◆ PROBLEM SET ◆
- 1) Answer these questions using the excerpt on LFP coherence.
(a) What value does coherence take when the phases of two signals are completely unrelated?
(b) Which panel shows two signals whose amplitudes are correlated?
(c) Which two methods does the module explore to address the directionality question?
- 2) Continue the passage on LFP coherence from the point where it stops.

◆ EXCERPT ◆
So far, our analysis has been limited to single local field potentials, or phrased more generally, univariate time series. In this module we consider basic methods for characterizing the relationship between simultaneously recorded LFPs. Two such signals could in principle be completely unrelated (independent) or display various forms of coordination, such as transient synchronization in a specific frequency band.

Characterizing and quantifying relationships between different signals, recorded from anatomically related areas in the brain, is an important tool in systems and cognitive neuroscience. Much evidence supports the idea that the effective flow of information along a fixed anatomical projection can be dynamically regulated, for instance by emphasizing bottom-up rather than top-down inputs in a task-related manner.

One possible mechanism for this routing of information is “communication through coherence” and its many variants (Fries, 2005) which propose that effective connectivity (i.e. the flow of information) depends on the degree to which two areas exhibit coherent oscillatory activity. In this module we define LFP coherence, explore its properties, and apply it to some example data. (For a brief review on what is meant by structural, functional and effective connectivity, see here).

Coherence is an inherently symmetric measure, i.e. it cannot distinguish whether A influences B or the other way around. To address the directionality question, we also explore Granger causality and phase slopes.

### Coherence: definition

Let's start by considering how two oscillating signals may be related. (We will treat the more general case of non-periodic signals later.) One can imagine various possible relationships between the two, such as illustrated here (From Siegel et al. 2012):

Recall that oscillations of a given frequency are characterized by their amplitude and phase. The bottom left panel shows a case in which the amplitudes of two signals are correlated, as can be seen from the signal envelopes in red.

The top two panels show examples of two signals whose phases are related. The signals in the top left panel have the same phase at any given point in time; this situation is often referred to as synchrony. In the top right panel, the phases are not the same at every point, but there is a constant phase relationship (one signal is shifted relative to the other).

An intuitive definition of the coherence between two signals (at a given frequency) is the extent to which two signals display a consistent phase relationship. It is 0 if the phases are completely unrelated, and 1 if the phase relationship is identical at every time point. Thus, both top row panels show signals that are coherent. The zero phase shift “synchrony” in the top left is a special case of the more general idea of “coherence”.

☛ Are the two signals in the lower left panel coherent?

◆ MATERIAL ◆
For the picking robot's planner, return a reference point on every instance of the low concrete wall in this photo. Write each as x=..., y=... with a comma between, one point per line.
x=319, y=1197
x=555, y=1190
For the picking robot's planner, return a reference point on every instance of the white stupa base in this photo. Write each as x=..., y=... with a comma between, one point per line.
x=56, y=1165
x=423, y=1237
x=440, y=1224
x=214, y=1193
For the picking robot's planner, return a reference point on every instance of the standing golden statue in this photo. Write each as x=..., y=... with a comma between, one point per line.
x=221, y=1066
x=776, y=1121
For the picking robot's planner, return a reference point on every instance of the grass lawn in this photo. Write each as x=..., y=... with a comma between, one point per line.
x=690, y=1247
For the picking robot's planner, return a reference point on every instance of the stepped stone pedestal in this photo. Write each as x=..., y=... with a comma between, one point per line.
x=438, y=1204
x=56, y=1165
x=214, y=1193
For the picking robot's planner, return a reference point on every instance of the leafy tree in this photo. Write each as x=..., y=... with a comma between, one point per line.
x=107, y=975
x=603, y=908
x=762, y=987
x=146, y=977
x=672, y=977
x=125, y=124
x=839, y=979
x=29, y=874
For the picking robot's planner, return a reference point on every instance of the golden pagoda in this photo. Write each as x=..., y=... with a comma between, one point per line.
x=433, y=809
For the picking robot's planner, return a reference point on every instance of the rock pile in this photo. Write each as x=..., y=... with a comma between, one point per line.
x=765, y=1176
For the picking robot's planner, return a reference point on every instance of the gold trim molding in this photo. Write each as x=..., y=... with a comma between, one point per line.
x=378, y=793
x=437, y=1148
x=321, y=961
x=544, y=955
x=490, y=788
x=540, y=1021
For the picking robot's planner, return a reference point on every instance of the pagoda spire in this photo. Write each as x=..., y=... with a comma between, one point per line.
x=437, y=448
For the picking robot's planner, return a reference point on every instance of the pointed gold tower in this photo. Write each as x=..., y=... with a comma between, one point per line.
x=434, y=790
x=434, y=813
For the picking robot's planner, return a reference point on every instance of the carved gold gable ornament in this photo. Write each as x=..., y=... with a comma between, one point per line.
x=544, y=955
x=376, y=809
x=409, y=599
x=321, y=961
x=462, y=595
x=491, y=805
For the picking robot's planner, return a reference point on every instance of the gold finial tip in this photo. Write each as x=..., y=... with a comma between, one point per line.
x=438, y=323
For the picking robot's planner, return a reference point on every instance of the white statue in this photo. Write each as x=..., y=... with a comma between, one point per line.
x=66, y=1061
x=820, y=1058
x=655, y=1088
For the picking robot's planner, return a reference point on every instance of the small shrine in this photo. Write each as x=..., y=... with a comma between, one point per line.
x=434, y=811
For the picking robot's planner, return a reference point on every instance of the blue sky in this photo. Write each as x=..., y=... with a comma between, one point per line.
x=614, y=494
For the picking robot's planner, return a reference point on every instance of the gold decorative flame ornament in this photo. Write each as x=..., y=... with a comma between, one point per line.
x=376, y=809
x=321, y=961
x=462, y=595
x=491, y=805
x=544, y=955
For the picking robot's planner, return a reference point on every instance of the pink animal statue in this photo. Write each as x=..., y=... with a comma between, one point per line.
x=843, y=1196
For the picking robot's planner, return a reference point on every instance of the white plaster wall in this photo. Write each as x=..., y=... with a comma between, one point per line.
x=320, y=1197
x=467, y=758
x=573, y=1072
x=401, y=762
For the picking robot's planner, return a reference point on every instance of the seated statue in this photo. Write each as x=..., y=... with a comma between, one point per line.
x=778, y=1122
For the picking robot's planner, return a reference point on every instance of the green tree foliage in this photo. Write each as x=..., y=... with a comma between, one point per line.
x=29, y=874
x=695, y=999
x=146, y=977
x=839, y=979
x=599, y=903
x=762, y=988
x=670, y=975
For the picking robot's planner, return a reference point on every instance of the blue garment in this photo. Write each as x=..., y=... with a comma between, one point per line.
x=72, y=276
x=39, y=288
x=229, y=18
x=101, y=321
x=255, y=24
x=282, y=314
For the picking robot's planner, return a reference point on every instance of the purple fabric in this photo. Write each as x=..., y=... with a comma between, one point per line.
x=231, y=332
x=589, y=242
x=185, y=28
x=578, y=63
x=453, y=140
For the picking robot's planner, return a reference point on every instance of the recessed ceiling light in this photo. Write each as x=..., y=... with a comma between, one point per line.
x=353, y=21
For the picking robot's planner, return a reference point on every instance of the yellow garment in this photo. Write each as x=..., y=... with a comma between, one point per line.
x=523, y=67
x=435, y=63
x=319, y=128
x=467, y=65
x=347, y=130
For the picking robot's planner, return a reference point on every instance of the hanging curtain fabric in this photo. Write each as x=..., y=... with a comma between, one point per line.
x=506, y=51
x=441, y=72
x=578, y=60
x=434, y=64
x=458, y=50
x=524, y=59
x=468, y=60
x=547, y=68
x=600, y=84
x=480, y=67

◆ ANSWERS FOR THIS EXERCISE ◆
- 1)
(a) 0
(b) The bottom left panel
(c) Granger causality and phase slopes

- 2)
#### Diversion: the Wiener-Khinchin theorem

We would like to capture formally the coherence between two signals as illustrated above. To do so, it is useful to gain an intuition for another piece of Fourier theory, the Wiener-Khinchin theorem. This theorem (essentially) states that the Fourier transform of a given signal's autocorrelation corresponds to the Fourier transform of the signal itself. This can be illustrated by plotting the autocorrelation function of a periodic signal:

Fs = 500; dt = 1./Fs;
t = [0 2]; tvec = t(1):dt:t(2)-dt;

f1 = 8;
data1 = sin(2*pi*f1*tvec)+0.1*randn(size(tvec));

[acf,lags] = xcorr(data1,100,'coeff');
lags = lags.*(1./Fs); % convert samples to time
plot(lags,acf); grid on;

The autocorrelation has the same periodicity as the original signal (8Hz, so peaks 0.125s apart). So, its Fourier transform would result in a spectral decomposition with a strong 8Hz peak.

The key step underlying the formal definition of coherence is to take the Fourier transform, not of the autocorrelation function as above, but of the cross-correlation function between two signals.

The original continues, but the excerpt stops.